Indiegraça

, por Alexandre Matias

Um blog de MP3 começa a rascunhar um quadro da primeira década do século no pop brasileiro



Existe um pop brasileiro dos anos 00 como houve em décadas anteriores, que pode ser visto como uma geração? Além das viúvas da MPB, das bandas intermináveis dos anos 80, dos jingles da TV vendidos como música e das sobras da axé music, do pagode e da música sertaneja, existe sim uma cena independente sólida, com protagonistas (e até antagonistas), escalões, referências, discos clássicos, shows históricos, momentos de catarse e modelos de negócios e gestão. Por mais que pareça estar às brechas do grande mercado, todo esse cenário se comunica, se freqüenta e se conhece a ponto de não serem mais encarados como movimentos esparsos e isolados. Pra mim é cada vez mais evidente que veremos, nos próximos dez anos, estas mesmas bandas que começaram a dar seus primeiros passos no século 21 fazendo a história da música brasileira e, aí é mais torcida minha, tirar o vínculo de pop com a adolescência que ainda existe no país.

Porque, não sei se você já percebeu, se você faz, ouve ou gosta de música pop depois dos, hmm, chutando…, 28 anos, no Brasil, é automaticamente rotulado de imaturo. Toda rebeldia juvenil e graça descartável que movem o melhor pop desde seu nascimento são usadas como forma de rebaixar o ouvinte como tendo um gosto musical infantil – e que isso pode ser refletido no resto de suas ações. O estereótipo do roqueiro velho sem ter onde cair morto é rogado em discussões de boteco como se fosse praga e inevitavelmente são evocadas a rudeza, a simplicidade, a selvageria e o ruído do gênero como forma de denegri-lo. Seu interlocutor provavelmente se considera um “amante da boa música” e desfila discos de jazz e MPB como se exibisse vinhos, gravatas, charutos – enquanto você sabe muito bem o que ele poderia fazer com esse charuto.

» Tarefas
**A.** Reescreva de forma mais breve o parágrafo do texto sobre o pop brasileiro dos anos 00 que começa com "Existe um pop brasileiro", mantendo os fatos principais.
**B.** Retome o texto sobre o pop brasileiro dos anos 00 a partir do ponto em que ele para.
Os dados abaixo são um material à parte, sem relação com o texto.

» Dados
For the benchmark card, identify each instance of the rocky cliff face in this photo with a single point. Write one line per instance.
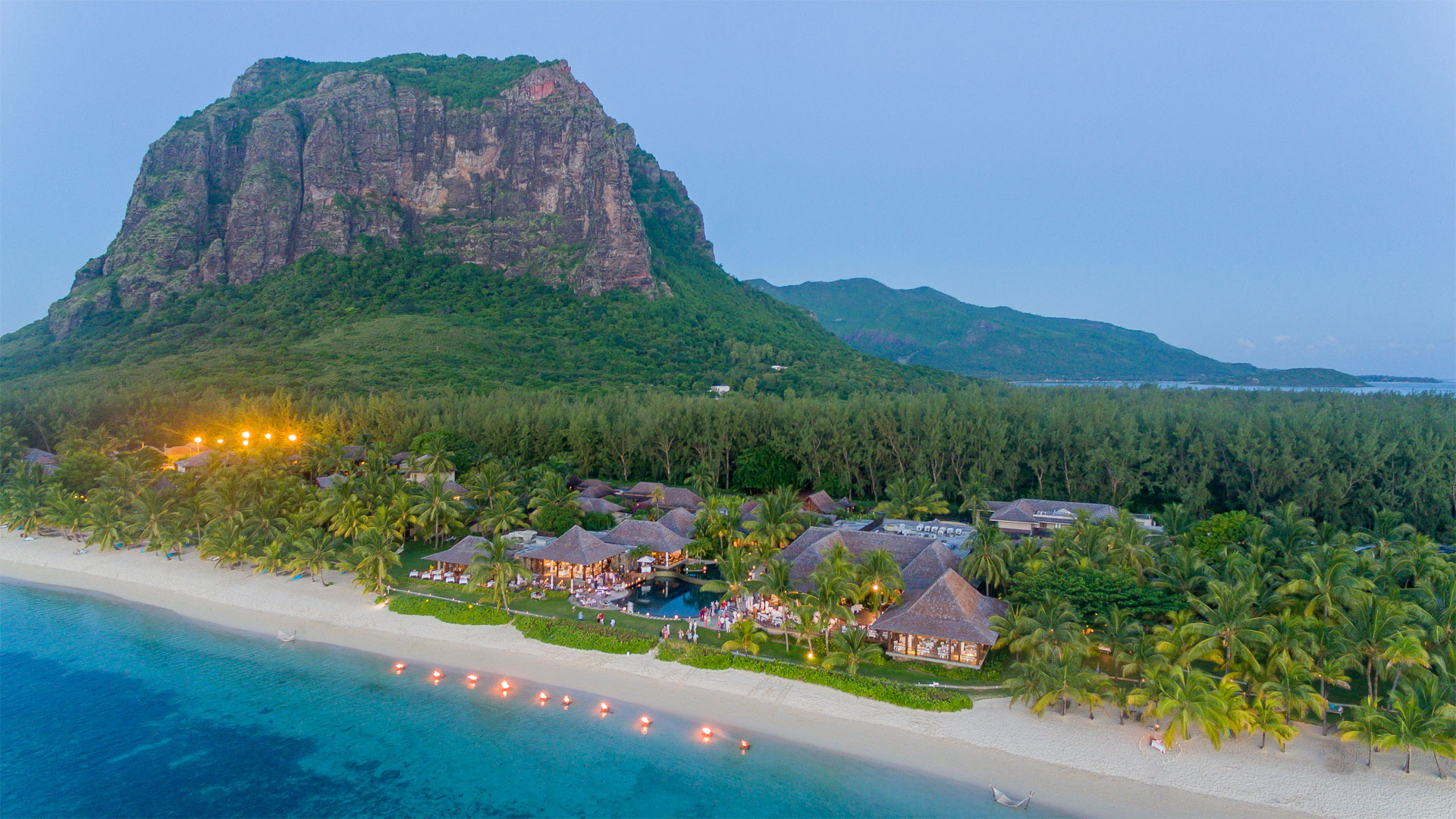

» Respostas finais
**A.** Além das viúvas da MPB, das bandas intermináveis dos anos 80, dos jingles de TV e das sobras de axé, pagode e sertanejo, o pop brasileiro dos anos 00 tem uma cena independente sólida. Ela conta com protagonistas e antagonistas, referências, discos clássicos, shows históricos e modelos próprios de negócio e gestão. Mesmo à margem do grande mercado, essa cena se comunica e se conhece, e já não é vista como um conjunto de movimentos isolados. A expectativa é que, nos próximos dez anos, essas bandas surgidas no século 21 façam a história da música brasileira. O autor também torce para que elas desfaçam o vínculo entre pop e adolescência que ainda existe no país.

**B.**
É claro que esse elitismo chinfrim do “bom gosto adulto” existe fora do Brasil, mas aqui ele atende pela singela sigla de MPB. O “gênero”, inventado nos anos 70, é responsável por engessar a expansão de consciência da música brasileira entre o virtuosismo jazzista e o formato voz e violão, tratando a bossa nova como se fosse o segundo sopro de Deus. A partir dali, qualquer manifestação fora deste formato era visto como “primitiva” e “rústica”. Se ainda lembramos que, nos tempos da ditadura, a MPB era a trilha sonora de uma geração que se opunha fortemente à “dominação cultural” dos Estados Unidos, o pop ainda era rotulado de “produto capitalista” e “alienante”. E tome aspas.

Ou seja: ou você faz música pop ou você faz MPB. Ou faz música descartável, desimportante, de fácil aceitação mas de difícil retenção ou deixará seu legado para a história. Papo furado. Quem acompanha a produção musical brasileira sabe que o som que menos tem importância – e que é mais facilmente aceito – hoje em dia é a própria MPB. A onipresença de cantores de barzinho inclusive nas paradas de sucesso (afinal de contas, o que são artistas como Seu Jorge, Ana Carolina ou Jorge Vercilo?) é só a ponta do iceberg deste problema chamado MPB – se formos além, perceberemos que o número de combinações de regravações, parcerias e discos ao vivo é finito e teremos uma geração inteira que cresceu ouvindo mais músicas regravadas do que compostas em sua época.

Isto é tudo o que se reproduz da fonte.